* [EXTRACTED RECORDS]:
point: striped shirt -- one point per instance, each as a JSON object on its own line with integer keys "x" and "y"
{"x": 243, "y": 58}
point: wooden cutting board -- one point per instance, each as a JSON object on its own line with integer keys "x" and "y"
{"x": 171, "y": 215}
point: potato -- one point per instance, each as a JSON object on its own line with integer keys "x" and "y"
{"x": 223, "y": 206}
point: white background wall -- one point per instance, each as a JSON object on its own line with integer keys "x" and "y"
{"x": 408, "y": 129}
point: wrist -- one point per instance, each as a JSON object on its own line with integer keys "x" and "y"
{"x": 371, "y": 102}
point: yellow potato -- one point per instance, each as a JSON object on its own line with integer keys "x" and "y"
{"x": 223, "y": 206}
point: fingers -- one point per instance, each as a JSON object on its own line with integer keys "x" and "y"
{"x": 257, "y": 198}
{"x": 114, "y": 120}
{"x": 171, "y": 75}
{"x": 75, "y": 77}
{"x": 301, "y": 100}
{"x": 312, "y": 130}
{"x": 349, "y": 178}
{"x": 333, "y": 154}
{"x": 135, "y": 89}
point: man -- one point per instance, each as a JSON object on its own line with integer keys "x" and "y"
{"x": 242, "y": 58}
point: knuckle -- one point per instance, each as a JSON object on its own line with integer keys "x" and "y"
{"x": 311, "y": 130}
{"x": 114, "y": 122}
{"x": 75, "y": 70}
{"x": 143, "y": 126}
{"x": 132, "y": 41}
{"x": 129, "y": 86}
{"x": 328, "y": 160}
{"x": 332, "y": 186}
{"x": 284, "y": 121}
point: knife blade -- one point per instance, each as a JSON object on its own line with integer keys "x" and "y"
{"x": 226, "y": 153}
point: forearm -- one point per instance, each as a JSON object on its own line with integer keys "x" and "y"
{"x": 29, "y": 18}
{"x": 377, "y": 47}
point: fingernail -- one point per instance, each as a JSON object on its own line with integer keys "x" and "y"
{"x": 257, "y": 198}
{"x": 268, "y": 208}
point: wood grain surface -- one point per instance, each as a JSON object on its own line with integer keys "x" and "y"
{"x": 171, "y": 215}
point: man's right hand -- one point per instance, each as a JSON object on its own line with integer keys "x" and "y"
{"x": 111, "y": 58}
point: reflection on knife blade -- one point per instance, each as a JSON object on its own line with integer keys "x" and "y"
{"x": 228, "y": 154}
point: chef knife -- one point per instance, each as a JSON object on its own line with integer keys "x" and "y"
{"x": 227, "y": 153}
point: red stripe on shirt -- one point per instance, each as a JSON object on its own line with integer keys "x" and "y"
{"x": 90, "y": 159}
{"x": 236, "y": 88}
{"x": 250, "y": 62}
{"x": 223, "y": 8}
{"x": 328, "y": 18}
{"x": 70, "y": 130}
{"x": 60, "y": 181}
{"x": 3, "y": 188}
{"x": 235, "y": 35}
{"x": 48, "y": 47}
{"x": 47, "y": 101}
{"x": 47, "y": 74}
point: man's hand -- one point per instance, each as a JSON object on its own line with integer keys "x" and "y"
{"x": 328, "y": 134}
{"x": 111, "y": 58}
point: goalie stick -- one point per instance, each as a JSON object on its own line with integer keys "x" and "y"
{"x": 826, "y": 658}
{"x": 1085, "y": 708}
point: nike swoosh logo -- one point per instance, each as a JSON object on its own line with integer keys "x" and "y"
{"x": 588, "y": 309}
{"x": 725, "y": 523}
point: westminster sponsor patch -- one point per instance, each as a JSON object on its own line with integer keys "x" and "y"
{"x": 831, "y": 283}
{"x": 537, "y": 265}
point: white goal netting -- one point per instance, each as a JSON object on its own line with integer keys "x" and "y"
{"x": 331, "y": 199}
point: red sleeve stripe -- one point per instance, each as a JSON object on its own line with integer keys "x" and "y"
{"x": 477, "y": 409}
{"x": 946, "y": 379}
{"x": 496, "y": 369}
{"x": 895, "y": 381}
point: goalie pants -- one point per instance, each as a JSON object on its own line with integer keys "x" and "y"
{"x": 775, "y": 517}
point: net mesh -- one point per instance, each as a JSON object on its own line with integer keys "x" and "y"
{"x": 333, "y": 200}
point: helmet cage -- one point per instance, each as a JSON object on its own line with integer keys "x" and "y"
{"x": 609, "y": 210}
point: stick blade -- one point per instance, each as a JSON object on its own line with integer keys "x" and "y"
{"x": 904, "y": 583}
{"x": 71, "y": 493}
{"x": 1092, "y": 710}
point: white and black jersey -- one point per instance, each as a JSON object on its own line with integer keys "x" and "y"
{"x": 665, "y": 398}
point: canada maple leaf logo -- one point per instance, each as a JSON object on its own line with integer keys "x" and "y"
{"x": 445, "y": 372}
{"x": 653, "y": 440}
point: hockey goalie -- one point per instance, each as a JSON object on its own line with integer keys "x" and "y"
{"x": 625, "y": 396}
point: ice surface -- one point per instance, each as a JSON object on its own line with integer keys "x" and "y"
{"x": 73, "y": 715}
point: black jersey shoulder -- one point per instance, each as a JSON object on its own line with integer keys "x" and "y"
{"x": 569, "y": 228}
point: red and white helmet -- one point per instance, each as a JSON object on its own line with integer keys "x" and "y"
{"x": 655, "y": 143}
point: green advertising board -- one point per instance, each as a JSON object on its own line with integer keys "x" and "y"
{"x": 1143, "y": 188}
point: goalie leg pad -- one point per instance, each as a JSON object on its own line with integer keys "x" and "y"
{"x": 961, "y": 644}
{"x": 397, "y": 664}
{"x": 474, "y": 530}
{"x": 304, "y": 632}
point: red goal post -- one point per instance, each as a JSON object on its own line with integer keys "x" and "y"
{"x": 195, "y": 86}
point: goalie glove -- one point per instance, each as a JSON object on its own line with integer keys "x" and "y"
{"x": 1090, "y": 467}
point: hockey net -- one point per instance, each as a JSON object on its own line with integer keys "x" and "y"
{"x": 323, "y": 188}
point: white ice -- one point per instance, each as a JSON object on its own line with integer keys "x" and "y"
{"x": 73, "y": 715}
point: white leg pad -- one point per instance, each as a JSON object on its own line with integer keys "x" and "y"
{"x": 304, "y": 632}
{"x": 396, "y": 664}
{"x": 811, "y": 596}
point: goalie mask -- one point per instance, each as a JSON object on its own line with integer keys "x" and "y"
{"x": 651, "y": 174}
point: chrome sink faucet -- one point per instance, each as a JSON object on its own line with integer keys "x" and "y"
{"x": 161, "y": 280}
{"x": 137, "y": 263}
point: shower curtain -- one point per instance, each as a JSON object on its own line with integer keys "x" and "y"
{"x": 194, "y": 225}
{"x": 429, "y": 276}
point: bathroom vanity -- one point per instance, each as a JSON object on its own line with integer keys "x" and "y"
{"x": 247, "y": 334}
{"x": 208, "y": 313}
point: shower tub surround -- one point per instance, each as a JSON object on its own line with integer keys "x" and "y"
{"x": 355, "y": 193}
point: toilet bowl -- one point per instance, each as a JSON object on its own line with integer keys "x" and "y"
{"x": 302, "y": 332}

* [PROBLEM DETAILS]: Copy the records verbatim, starting at the line that contains "point: shower tub" and stopping after the last line of the records.

* [TASK OUTPUT]:
point: shower tub surround -- one point per instance, each as a JSON object on its own line with integer keys "x" and "y"
{"x": 355, "y": 193}
point: toilet bowl -- one point per instance, each as a JSON object on its own line with integer keys "x" and "y"
{"x": 302, "y": 332}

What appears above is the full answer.